• [Task instructions]:
Reproduce the records below verbatim, leaving out the pictures.

• [Provided data]:
+-------+

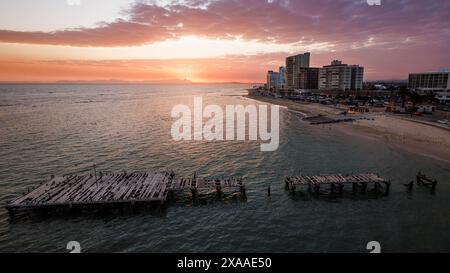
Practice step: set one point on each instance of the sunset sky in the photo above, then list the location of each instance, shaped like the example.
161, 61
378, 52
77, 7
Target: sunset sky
216, 40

+-------+

• [Exercise output]:
Practice step: set one point on each instance of the sunset sky in the photo above, then list the location of each instance, shaped like the example.
161, 61
378, 52
77, 7
Target: sunset sky
216, 40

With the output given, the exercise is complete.